EXERCISE MATERIALS
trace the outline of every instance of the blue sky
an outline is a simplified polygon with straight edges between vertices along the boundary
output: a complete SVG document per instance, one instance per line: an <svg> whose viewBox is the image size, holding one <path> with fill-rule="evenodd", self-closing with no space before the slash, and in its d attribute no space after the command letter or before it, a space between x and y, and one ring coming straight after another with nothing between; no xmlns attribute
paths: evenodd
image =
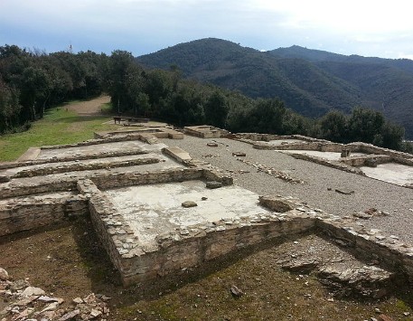
<svg viewBox="0 0 413 321"><path fill-rule="evenodd" d="M409 1L0 0L0 45L120 49L135 56L215 37L258 50L293 44L413 59Z"/></svg>

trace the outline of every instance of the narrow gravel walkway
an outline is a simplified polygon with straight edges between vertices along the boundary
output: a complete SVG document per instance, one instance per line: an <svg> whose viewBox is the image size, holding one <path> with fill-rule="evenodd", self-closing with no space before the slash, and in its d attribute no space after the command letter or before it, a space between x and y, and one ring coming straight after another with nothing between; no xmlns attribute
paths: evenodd
<svg viewBox="0 0 413 321"><path fill-rule="evenodd" d="M309 206L340 216L352 215L372 207L387 212L390 216L361 222L367 228L380 229L385 233L397 235L400 240L413 244L413 190L295 159L274 150L253 149L251 145L235 140L213 140L218 143L218 147L207 146L211 139L189 136L183 140L162 139L162 142L186 150L193 158L232 171L235 184L260 195L276 194L297 197ZM233 152L245 152L247 156L236 157L232 156ZM305 183L286 182L259 172L252 165L238 158L284 172ZM335 189L354 193L347 195L335 192Z"/></svg>

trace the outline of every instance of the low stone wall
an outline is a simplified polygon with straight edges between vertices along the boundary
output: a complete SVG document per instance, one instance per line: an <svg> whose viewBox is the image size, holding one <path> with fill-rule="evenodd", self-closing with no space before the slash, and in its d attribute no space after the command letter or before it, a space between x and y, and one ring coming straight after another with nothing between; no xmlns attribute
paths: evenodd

JOB
Put every line of the rows above into a JSON list of strings, one string per line, skipping blank lines and leaving out the pictures.

OUTPUT OF THE EXERCISE
[
  "trace the outline of every instance of the blue sky",
  "an outline is a simplified polygon with straight edges between vertices along the boundary",
  "output: a complete SVG document per instance, one instance per line: an <svg> whose viewBox is the image size, holding one <path> with fill-rule=\"evenodd\", self-closing with no space before the slash, and in its d attribute no space after the command letter or before it, a space between x and y, and one ring coming straight after another with nothing between; no xmlns attribute",
  "paths: evenodd",
  "image =",
  "<svg viewBox=\"0 0 413 321\"><path fill-rule=\"evenodd\" d=\"M409 1L0 0L0 45L120 49L135 56L215 37L258 50L293 44L413 59Z\"/></svg>",
  "trace the outline of every instance of the narrow gravel walkway",
  "an outline is a simplified polygon with straight edges between vertices along the boundary",
  "output: a complete SVG document per instance, one instance per line: an <svg> whose viewBox is the image size, holding one <path> with fill-rule=\"evenodd\", self-closing with no space before the slash, and in its d attribute no space after the command letter or before it, a space between x and y, and one ring coming straight after another with nothing between; no xmlns attribute",
  "paths: evenodd",
  "<svg viewBox=\"0 0 413 321\"><path fill-rule=\"evenodd\" d=\"M309 206L340 216L352 215L372 207L387 212L390 216L361 222L367 228L380 229L385 233L397 235L400 240L413 244L413 190L295 159L274 150L253 149L251 145L235 140L213 140L218 143L218 147L207 146L211 139L189 136L183 140L162 139L162 142L186 150L193 158L232 171L235 184L260 195L276 194L297 197ZM233 152L245 152L247 156L236 157L232 156ZM305 183L286 182L259 172L252 165L238 158L284 172ZM335 189L354 193L347 195L335 192Z\"/></svg>",
  "trace the outline of every instance of the low stone wall",
  "an outline is a simplified polygon with straight edges between vertices along the boundary",
  "output: a complete SVG document per instance, one instance per line: an <svg> whose viewBox is the image size, holding one <path> with fill-rule=\"evenodd\", self-closing with no space before the slash, and in its d attribute no space after the command letter or before it, a space between x and y, and one ring coming straight after another with nothing between; no xmlns attribute",
  "paths: evenodd"
]